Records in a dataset
━━━━
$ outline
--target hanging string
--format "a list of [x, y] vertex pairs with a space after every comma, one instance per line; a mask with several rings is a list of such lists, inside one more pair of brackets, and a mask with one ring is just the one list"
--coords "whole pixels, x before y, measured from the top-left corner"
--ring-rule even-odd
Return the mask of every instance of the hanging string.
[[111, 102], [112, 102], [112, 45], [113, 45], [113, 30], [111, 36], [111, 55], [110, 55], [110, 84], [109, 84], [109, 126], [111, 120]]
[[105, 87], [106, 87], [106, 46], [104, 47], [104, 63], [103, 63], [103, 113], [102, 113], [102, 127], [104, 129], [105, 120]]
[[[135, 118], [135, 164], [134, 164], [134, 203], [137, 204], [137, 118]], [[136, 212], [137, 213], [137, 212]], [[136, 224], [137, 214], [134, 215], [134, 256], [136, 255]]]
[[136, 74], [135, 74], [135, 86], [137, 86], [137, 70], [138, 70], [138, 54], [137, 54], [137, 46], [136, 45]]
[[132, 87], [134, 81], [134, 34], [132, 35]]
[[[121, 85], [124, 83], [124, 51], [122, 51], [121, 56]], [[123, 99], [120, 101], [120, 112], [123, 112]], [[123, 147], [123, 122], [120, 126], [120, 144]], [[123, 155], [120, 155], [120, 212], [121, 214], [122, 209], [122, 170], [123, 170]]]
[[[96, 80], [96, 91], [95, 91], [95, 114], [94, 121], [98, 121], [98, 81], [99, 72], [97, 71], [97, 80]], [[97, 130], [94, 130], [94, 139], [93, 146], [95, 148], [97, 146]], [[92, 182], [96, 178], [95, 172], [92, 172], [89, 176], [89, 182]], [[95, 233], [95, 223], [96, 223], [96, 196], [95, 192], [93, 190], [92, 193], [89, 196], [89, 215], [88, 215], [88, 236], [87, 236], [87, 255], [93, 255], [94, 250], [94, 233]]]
━━━━
• _PROMPT_: Rewrite the lines above as a numbered list, omitting any blank lines.

• _EXERCISE RESULT_:
1. $ outline
2. --target hanging string
3. --format "a list of [x, y] vertex pairs with a space after every comma, one instance per line; a mask with several rings is a list of such lists, inside one more pair of brackets, and a mask with one ring is just the one list"
4. --coords "whole pixels, x before y, measured from the top-left corner"
5. --ring-rule even-odd
6. Return the mask of every instance of the hanging string.
7. [[111, 102], [112, 102], [112, 45], [113, 45], [113, 30], [111, 36], [111, 55], [110, 55], [110, 84], [109, 84], [109, 126], [111, 120]]
8. [[105, 87], [106, 87], [106, 46], [104, 47], [104, 63], [103, 63], [103, 113], [102, 113], [102, 127], [104, 129], [105, 120]]
9. [[[135, 118], [135, 164], [134, 164], [134, 203], [137, 204], [137, 118]], [[136, 212], [137, 213], [137, 212]], [[136, 224], [137, 214], [134, 215], [134, 256], [136, 255]]]
10. [[136, 74], [135, 74], [135, 86], [137, 86], [137, 70], [138, 70], [138, 54], [137, 54], [137, 46], [136, 45]]
11. [[132, 87], [134, 81], [134, 34], [132, 35]]
12. [[[121, 85], [124, 83], [124, 51], [122, 51], [121, 56]], [[123, 99], [120, 101], [120, 112], [123, 112]], [[123, 147], [123, 122], [120, 126], [120, 144]], [[123, 155], [120, 155], [120, 212], [121, 214], [122, 209], [122, 170], [123, 170]]]
13. [[[96, 80], [96, 91], [95, 91], [95, 114], [94, 121], [98, 121], [98, 81], [99, 72], [97, 71], [97, 80]], [[97, 130], [94, 130], [94, 139], [93, 146], [95, 148], [97, 146]], [[92, 182], [96, 178], [95, 172], [92, 172], [89, 176], [89, 182]], [[95, 233], [95, 223], [96, 223], [96, 196], [95, 192], [93, 190], [92, 193], [89, 196], [89, 215], [88, 215], [88, 236], [87, 236], [87, 255], [93, 255], [94, 250], [94, 233]]]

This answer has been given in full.